◆ CHALLENGE ◆
Output as a numbered list, omitting any blank lines, only the lines of data starting with the line that contains "Target: lamp base" and going on through the line that contains "408 172 L 408".

__________

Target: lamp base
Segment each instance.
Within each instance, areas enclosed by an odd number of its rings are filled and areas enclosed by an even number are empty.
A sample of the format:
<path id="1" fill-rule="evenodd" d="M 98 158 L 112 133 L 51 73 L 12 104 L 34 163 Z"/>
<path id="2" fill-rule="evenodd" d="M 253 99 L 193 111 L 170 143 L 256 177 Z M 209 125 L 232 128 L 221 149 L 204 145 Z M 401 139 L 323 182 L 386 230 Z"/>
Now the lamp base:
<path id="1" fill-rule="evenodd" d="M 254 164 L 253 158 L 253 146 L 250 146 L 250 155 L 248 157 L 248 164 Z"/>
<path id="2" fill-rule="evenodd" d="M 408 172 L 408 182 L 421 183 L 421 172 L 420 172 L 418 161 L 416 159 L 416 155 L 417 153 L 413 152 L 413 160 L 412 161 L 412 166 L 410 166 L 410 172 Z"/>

__________

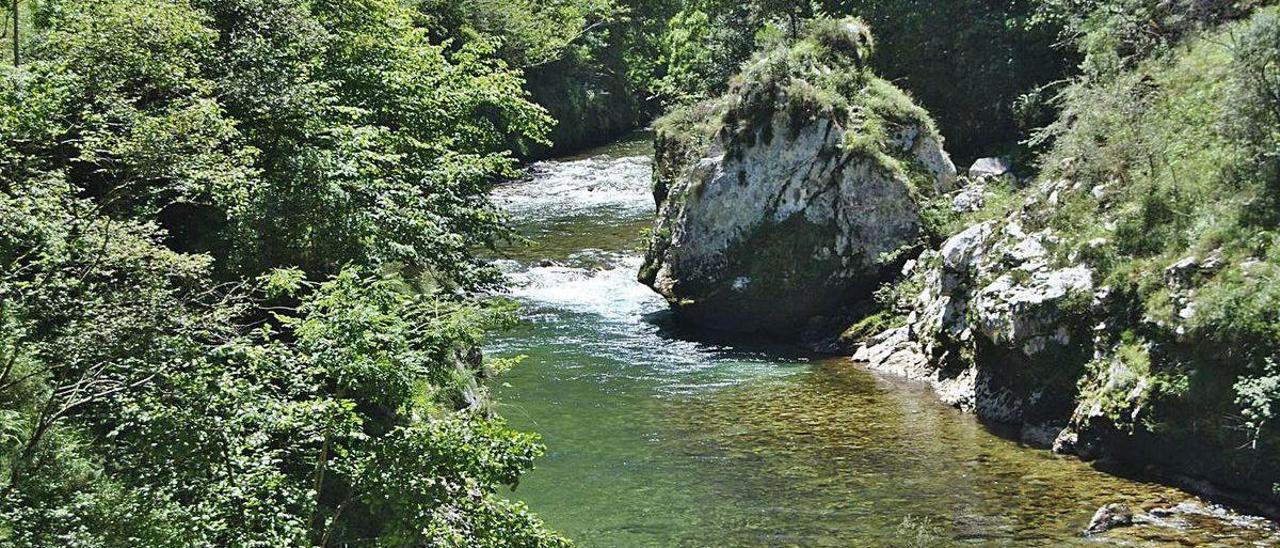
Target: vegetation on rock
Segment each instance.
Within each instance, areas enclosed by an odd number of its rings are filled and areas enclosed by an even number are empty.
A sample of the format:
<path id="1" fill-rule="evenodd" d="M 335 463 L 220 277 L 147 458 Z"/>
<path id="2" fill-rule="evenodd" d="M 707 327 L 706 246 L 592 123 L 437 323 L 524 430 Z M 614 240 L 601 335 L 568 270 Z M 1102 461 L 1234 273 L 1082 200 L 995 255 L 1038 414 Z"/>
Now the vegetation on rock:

__________

◆ RESULT OF THE TASK ◆
1. Target: lamp base
2. Segment each instance.
3. Within each instance, areas enclosed by an odd number of its rings are filled and areas enclosed by an even number are empty.
4. A sample of the format:
5. <path id="1" fill-rule="evenodd" d="M 98 158 L 112 133 L 51 73 L 12 104 L 34 163 Z"/>
6. <path id="2" fill-rule="evenodd" d="M 253 99 L 193 111 L 170 143 L 256 177 Z M 209 125 L 232 128 L 221 149 L 204 145 Z M 401 139 L 323 182 L 386 230 Z"/>
7. Now the lamp base:
8. <path id="1" fill-rule="evenodd" d="M 254 164 L 253 158 L 253 146 L 250 146 L 250 155 L 248 157 L 248 164 Z"/>
9. <path id="2" fill-rule="evenodd" d="M 408 172 L 408 182 L 421 183 L 421 172 L 420 172 L 418 161 L 416 159 L 416 155 L 417 153 L 413 152 L 413 160 L 412 161 L 412 166 L 410 166 L 410 172 Z"/>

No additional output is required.